Die Aufgabe:
Setze alle folgenden Einträge zeilenweise in eine Markdown-Tabelle mit den Spalten „Nr“ für die fortlaufende Nummer und „Zeile“ für den Wortlaut um, wobei Leerzeilen wegfallen. Lass die Bilder in der Antwort weg.

Liste der Einträge:
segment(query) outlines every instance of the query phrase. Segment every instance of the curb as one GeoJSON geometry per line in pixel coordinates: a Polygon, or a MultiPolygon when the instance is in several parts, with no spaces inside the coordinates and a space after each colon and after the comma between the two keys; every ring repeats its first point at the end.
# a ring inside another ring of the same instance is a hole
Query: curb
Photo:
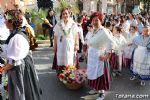
{"type": "Polygon", "coordinates": [[[50,44],[50,40],[36,40],[38,44],[50,44]]]}

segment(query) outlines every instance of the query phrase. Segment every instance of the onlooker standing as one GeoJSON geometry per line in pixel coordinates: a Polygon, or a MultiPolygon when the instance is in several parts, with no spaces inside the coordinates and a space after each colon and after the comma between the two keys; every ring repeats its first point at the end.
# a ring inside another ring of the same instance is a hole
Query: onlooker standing
{"type": "Polygon", "coordinates": [[[78,26],[70,17],[70,10],[63,8],[60,22],[54,27],[54,64],[58,74],[68,65],[78,66],[75,56],[79,46],[78,26]]]}
{"type": "Polygon", "coordinates": [[[54,38],[53,28],[56,25],[56,23],[57,21],[53,9],[49,9],[47,12],[45,23],[42,24],[42,27],[44,35],[46,34],[46,30],[48,29],[50,38],[50,47],[53,47],[53,38],[54,38]]]}

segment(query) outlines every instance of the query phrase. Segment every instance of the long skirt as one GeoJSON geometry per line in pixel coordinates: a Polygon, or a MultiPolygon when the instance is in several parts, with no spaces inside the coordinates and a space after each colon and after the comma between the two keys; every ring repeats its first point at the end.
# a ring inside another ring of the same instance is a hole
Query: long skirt
{"type": "Polygon", "coordinates": [[[117,54],[112,53],[111,57],[109,59],[110,68],[112,71],[118,71],[119,70],[119,57],[117,54]]]}
{"type": "Polygon", "coordinates": [[[98,77],[95,80],[89,80],[88,79],[88,85],[90,88],[98,90],[109,90],[110,88],[110,68],[109,63],[104,63],[104,74],[100,77],[98,77]]]}
{"type": "Polygon", "coordinates": [[[41,100],[39,80],[30,56],[8,71],[9,100],[41,100]]]}
{"type": "MultiPolygon", "coordinates": [[[[79,59],[78,59],[78,53],[76,53],[75,55],[75,60],[74,60],[74,64],[75,64],[75,67],[77,69],[80,68],[80,65],[79,65],[79,59]]],[[[56,70],[56,71],[61,71],[63,70],[65,67],[65,65],[61,65],[61,66],[58,66],[57,65],[57,53],[54,54],[54,58],[53,58],[53,65],[52,65],[52,69],[56,70]]]]}

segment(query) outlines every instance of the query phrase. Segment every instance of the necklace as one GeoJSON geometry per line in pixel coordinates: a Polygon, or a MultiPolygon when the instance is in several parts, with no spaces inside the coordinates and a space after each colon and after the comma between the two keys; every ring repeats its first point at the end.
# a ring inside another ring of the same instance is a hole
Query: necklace
{"type": "Polygon", "coordinates": [[[99,30],[101,30],[101,28],[98,28],[97,30],[93,30],[93,34],[92,34],[92,37],[95,35],[95,34],[97,34],[98,32],[99,32],[99,30]]]}

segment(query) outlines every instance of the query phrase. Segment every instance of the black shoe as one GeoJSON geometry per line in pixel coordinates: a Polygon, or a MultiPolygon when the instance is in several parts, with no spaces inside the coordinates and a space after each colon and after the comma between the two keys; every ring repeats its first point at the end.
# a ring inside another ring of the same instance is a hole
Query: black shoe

Antwort zur Aufgabe:
| Nr | Zeile |
|---|---|
| 1 | segment(query) outlines every instance of the query phrase. Segment every instance of the curb as one GeoJSON geometry per line in pixel coordinates: a Polygon, or a MultiPolygon when the instance is in several parts, with no spaces inside the coordinates and a space after each colon and after the comma between the two keys; every ring repeats its first point at the end. |
| 2 | # a ring inside another ring of the same instance is a hole |
| 3 | Query: curb |
| 4 | Photo: |
| 5 | {"type": "Polygon", "coordinates": [[[50,44],[50,40],[36,40],[38,44],[50,44]]]} |
| 6 | segment(query) outlines every instance of the query phrase. Segment every instance of the onlooker standing as one GeoJSON geometry per line in pixel coordinates: a Polygon, or a MultiPolygon when the instance is in several parts, with no spaces inside the coordinates and a space after each colon and after the comma between the two keys; every ring repeats its first point at the end. |
| 7 | # a ring inside another ring of the same instance is a hole |
| 8 | Query: onlooker standing |
| 9 | {"type": "Polygon", "coordinates": [[[78,26],[70,17],[70,10],[63,8],[60,22],[54,27],[54,64],[58,74],[68,65],[78,66],[75,56],[79,46],[78,26]]]} |
| 10 | {"type": "Polygon", "coordinates": [[[54,38],[53,28],[56,25],[56,23],[57,21],[53,9],[49,9],[47,12],[45,23],[42,24],[42,27],[44,35],[46,34],[46,30],[48,29],[50,38],[50,47],[53,47],[53,38],[54,38]]]} |
| 11 | segment(query) outlines every instance of the query phrase. Segment every instance of the long skirt as one GeoJSON geometry per line in pixel coordinates: a Polygon, or a MultiPolygon when the instance is in several parts, with no spaces inside the coordinates and a space after each colon and after the comma between the two keys; every ring repeats its first point at the end. |
| 12 | # a ring inside another ring of the same instance is a hole |
| 13 | Query: long skirt |
| 14 | {"type": "Polygon", "coordinates": [[[117,54],[112,53],[111,57],[109,59],[110,68],[112,71],[118,71],[119,70],[119,57],[117,54]]]} |
| 15 | {"type": "Polygon", "coordinates": [[[98,77],[95,80],[89,80],[88,79],[88,85],[90,88],[98,90],[109,90],[110,88],[110,68],[109,63],[104,63],[104,74],[100,77],[98,77]]]} |
| 16 | {"type": "Polygon", "coordinates": [[[41,100],[39,80],[30,56],[8,71],[9,100],[41,100]]]} |
| 17 | {"type": "MultiPolygon", "coordinates": [[[[79,59],[78,59],[78,53],[76,53],[75,55],[75,60],[74,60],[74,64],[75,64],[75,67],[77,69],[80,68],[80,65],[79,65],[79,59]]],[[[56,70],[56,71],[61,71],[63,70],[65,67],[65,65],[61,65],[61,66],[58,66],[57,65],[57,53],[54,54],[54,58],[53,58],[53,65],[52,65],[52,69],[56,70]]]]} |
| 18 | segment(query) outlines every instance of the query phrase. Segment every instance of the necklace as one GeoJSON geometry per line in pixel coordinates: a Polygon, or a MultiPolygon when the instance is in several parts, with no spaces inside the coordinates and a space after each colon and after the comma between the two keys; every ring repeats its first point at the end. |
| 19 | # a ring inside another ring of the same instance is a hole |
| 20 | Query: necklace |
| 21 | {"type": "Polygon", "coordinates": [[[99,30],[101,30],[101,28],[98,28],[97,30],[93,30],[93,34],[92,34],[92,37],[95,35],[95,34],[97,34],[98,32],[99,32],[99,30]]]} |
| 22 | segment(query) outlines every instance of the query phrase. Segment every instance of the black shoe as one GeoJSON geometry per line in pixel coordinates: a Polygon, or a MultiPolygon when the instance is in several parts, with no spaces inside the coordinates and a space after each colon and after the comma between the two keys; every ring repeats its first point at the end. |
| 23 | # a ring inside another ring of the same instance is a hole |
| 24 | Query: black shoe |